# Start of Excerpted records
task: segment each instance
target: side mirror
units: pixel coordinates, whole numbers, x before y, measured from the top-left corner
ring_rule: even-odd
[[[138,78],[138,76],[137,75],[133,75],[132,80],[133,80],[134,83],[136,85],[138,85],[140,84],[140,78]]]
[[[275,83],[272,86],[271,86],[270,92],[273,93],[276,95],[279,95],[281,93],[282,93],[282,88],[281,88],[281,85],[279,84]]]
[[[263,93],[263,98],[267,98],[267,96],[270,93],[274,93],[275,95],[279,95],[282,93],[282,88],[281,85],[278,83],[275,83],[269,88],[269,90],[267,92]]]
# End of Excerpted records
Write out all the material above again, request lines included, with every polygon coordinate in the answers multiplied by 2.35 and rounded to the nearest whole number, halves rounding up.

→ **Solution to this exercise**:
task: segment each instance
target: side mirror
units: pixel coordinates, whole numbers, x before y, measured from the top-left corner
ring_rule: even-odd
[[[324,183],[324,179],[322,176],[313,176],[310,188],[313,188],[315,195],[320,200],[324,200],[329,197],[329,183]]]
[[[646,195],[639,202],[637,202],[635,216],[642,219],[649,223],[656,223],[660,219],[663,219],[663,207],[660,207],[660,200],[656,197]]]
[[[618,219],[618,230],[627,230],[627,226],[635,219],[644,219],[646,223],[656,223],[663,219],[663,207],[660,200],[653,195],[646,195],[632,207],[632,212],[627,216]]]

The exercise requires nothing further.